> [PROVIDED TEXT]:
Regardless, I get the desire and it’s a piece of feedback that I’m sure airlines have received, so the fact that they haven’t done anything with it tells me they don’t want to or can’t for some reason.
You likely don’t have the miles because you can’t transfer miles in from the major players, but Lufthansa’s Miles and More program also offers 25% off children award tickets (for those aged 2 to 11). I recently took advantage of that for my two kids.
And while Lufthansa gets a bad rap for the YQ it tacks on, you can pay more in miles to save on fees. This doesn’t always help, but for my trip, the choices were either 56k miles + $843 or 73k miles + $28. I would much rather pay the latter (especially when some of that increased mileage cost is offset by the 25% child award discount). Not bad for nonstop West Coast USA to Europe flights.
Good to know! I figured some of the European programs offered discounted child tickets (I think I read that SAS does also), but since there isn’t a practical way for most people to get the miles I didn’t delve into programs that weren’t transfer partners with the major currencies. Lufthansa’s program certainly has some good values — if they would partner up with a US transferable currency, I think they’d be a lot more popular. I know they have a credit card, but that’s a slow path to enough miles for a family trip. Glad to hear it has worked out for you though!
Good to know. As for Lap infant, Aeroplan lets you redeem 10% of the miles for award ticket (in lieu of 10% of paid fare) which is especially helpful on oneway Star alliance/partner bookings where the paid rates can be astronomical.
Aeroplan is actually even better than that — it’s just 2,500 miles or $25 CAD for a lap infant (about $20 USD). We wrote about it a couple of years ago here:
Perhaps you were thinking of Asiana, which does charge 10% of the mileage cost and is a Star Alliance program. British Airways also charges 10% of the mileage fare and there are a number of other programs with good flat rate lap infant tickets. Like I said, that’ll be a separate post.

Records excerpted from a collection
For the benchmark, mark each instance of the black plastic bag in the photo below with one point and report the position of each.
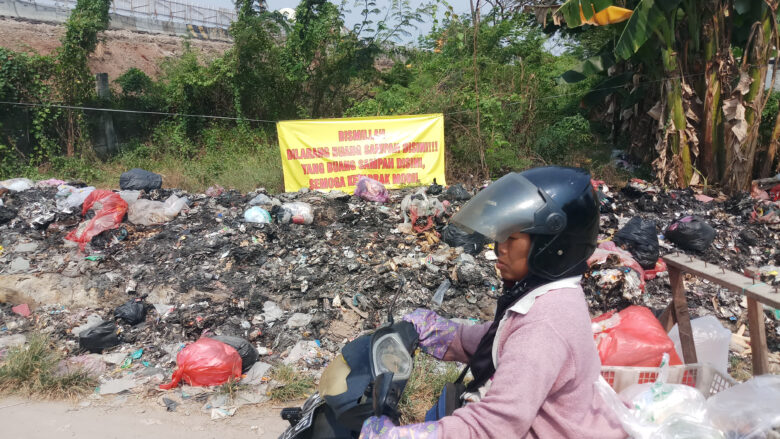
(457, 192)
(639, 237)
(471, 243)
(102, 336)
(139, 180)
(132, 312)
(245, 349)
(434, 188)
(691, 233)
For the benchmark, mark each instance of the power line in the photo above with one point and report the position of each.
(115, 110)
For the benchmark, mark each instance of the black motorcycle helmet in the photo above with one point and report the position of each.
(555, 205)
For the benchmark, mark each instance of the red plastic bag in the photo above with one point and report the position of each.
(110, 207)
(207, 362)
(632, 337)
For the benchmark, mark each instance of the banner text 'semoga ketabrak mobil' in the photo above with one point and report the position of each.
(334, 153)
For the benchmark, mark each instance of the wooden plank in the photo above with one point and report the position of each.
(735, 282)
(757, 337)
(667, 318)
(682, 315)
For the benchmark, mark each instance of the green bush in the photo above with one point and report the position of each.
(557, 142)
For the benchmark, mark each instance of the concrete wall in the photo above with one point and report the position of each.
(33, 11)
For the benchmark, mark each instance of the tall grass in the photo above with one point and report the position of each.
(424, 387)
(291, 384)
(31, 370)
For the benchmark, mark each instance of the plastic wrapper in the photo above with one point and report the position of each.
(109, 209)
(371, 190)
(660, 410)
(6, 214)
(207, 362)
(296, 212)
(457, 192)
(607, 248)
(471, 243)
(632, 337)
(691, 233)
(245, 349)
(747, 410)
(711, 340)
(52, 182)
(133, 312)
(69, 198)
(258, 215)
(140, 180)
(17, 184)
(260, 199)
(639, 237)
(99, 337)
(148, 212)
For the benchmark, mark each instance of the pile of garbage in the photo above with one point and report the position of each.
(137, 276)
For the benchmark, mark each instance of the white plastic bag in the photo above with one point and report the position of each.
(258, 215)
(711, 340)
(659, 410)
(260, 199)
(17, 184)
(148, 212)
(747, 410)
(70, 198)
(297, 212)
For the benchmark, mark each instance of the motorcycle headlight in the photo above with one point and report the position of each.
(390, 355)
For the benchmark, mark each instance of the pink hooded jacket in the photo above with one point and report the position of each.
(543, 385)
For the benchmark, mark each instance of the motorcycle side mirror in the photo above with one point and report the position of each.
(382, 386)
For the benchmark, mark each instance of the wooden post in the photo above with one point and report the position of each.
(667, 318)
(682, 316)
(757, 337)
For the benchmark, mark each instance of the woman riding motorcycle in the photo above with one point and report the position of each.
(535, 364)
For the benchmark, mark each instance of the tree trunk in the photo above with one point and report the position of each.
(480, 144)
(711, 146)
(771, 153)
(741, 154)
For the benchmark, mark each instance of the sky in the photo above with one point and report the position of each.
(460, 7)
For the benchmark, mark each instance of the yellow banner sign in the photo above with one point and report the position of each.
(333, 153)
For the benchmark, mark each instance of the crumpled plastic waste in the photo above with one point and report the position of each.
(149, 212)
(747, 410)
(256, 214)
(419, 206)
(296, 212)
(261, 199)
(109, 210)
(17, 184)
(70, 198)
(659, 409)
(371, 190)
(215, 191)
(52, 182)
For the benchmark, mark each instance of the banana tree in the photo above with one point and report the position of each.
(709, 105)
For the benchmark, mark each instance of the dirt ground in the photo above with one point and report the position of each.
(124, 417)
(116, 53)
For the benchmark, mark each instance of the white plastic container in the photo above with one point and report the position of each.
(701, 376)
(711, 340)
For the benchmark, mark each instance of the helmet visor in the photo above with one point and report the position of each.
(511, 204)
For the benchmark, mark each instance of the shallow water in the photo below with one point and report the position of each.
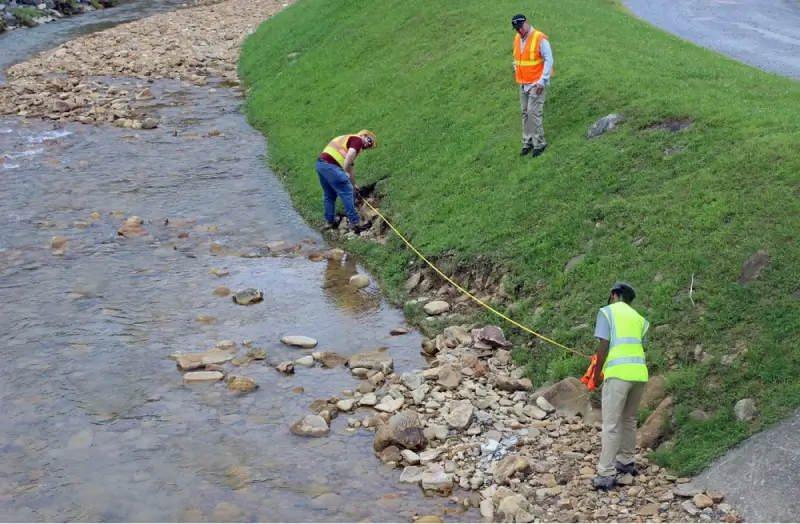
(97, 425)
(21, 44)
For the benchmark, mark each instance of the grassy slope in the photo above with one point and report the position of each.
(434, 81)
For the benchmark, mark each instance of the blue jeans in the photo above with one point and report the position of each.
(335, 182)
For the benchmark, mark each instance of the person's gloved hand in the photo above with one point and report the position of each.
(588, 377)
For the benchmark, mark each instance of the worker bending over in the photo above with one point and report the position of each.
(622, 370)
(335, 169)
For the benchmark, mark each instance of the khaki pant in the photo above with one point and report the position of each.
(532, 106)
(620, 413)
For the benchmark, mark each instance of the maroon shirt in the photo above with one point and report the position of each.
(354, 141)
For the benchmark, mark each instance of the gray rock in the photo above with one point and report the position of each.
(574, 262)
(605, 124)
(411, 475)
(373, 360)
(752, 267)
(460, 415)
(437, 481)
(745, 409)
(403, 429)
(494, 337)
(310, 426)
(248, 296)
(412, 380)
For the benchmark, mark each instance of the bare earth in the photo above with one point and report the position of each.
(478, 425)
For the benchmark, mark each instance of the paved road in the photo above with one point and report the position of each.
(761, 33)
(761, 477)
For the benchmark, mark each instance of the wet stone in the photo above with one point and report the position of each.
(299, 341)
(248, 296)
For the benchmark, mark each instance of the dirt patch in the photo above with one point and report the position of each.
(671, 124)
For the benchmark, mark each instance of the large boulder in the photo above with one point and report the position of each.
(403, 430)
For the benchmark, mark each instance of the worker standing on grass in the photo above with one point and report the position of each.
(335, 169)
(533, 66)
(622, 367)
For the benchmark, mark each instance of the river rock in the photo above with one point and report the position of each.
(437, 481)
(306, 361)
(436, 307)
(510, 466)
(346, 405)
(651, 432)
(702, 501)
(449, 377)
(328, 501)
(285, 367)
(222, 291)
(544, 405)
(257, 354)
(368, 399)
(493, 336)
(202, 376)
(149, 123)
(411, 475)
(310, 426)
(412, 380)
(410, 457)
(429, 519)
(373, 360)
(241, 384)
(511, 385)
(390, 404)
(189, 361)
(299, 341)
(403, 429)
(460, 415)
(359, 281)
(248, 296)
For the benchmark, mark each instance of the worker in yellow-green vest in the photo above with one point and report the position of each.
(620, 360)
(335, 169)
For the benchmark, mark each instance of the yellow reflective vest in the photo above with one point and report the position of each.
(625, 358)
(337, 148)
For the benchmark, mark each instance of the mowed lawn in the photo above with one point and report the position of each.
(434, 81)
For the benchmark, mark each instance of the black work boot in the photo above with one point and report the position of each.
(537, 152)
(624, 469)
(604, 483)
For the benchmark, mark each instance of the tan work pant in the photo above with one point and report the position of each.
(532, 106)
(620, 413)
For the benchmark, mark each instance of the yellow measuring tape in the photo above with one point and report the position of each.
(487, 306)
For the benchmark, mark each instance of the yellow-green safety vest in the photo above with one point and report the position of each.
(337, 148)
(625, 358)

> [WHAT THE EXERCISE ASKS]:
Proceed with the comment thread on airline award tickets for children, picking up right after its last sentence. The records have no connection to the text.

> [TASK ANSWER]:
“many non-US airlines offer child fares on revenue tickets.”
In 2019, I found cheap economy flights and took my family of 6 to SYD (from ORD via LAX) on AA metal. I booked via AA so I could use up a bunch of GCs, but the same prices/flights were for sure available to book via Chase (at the time I had CSR and could get 1.5 cpp). Three of us age 12+ booked at ~$460 while the other three age <12 booked at ~$340. I do not know what the policy was to get that discount – region-specific, AA overall, etc. – but I did not complain to get the reduced child price :-).
Of course the lack of travel during the 2+ years of COVID has pushed two of those age <12 into the age 12+ category now, so I only have 1/6 left who would potentially qualify for a discount.
I got a great deal on Qsuites last fall with Amex Travel. $2800 RT JFK-AMM with the second leg labeled first class and that entitled is to Qatar’s incredible first class lounge. Deliberately chose a long layover for this experience. Saved about $400 over google flights for same exact flight.
Great article. TAP’s program (TAP Miles & Go) also gives children’s discounts (25%) on miles tickets, as long as the flights are on TAP’s metal. Both coach and business. I’ve taken advantage of this discount a few times.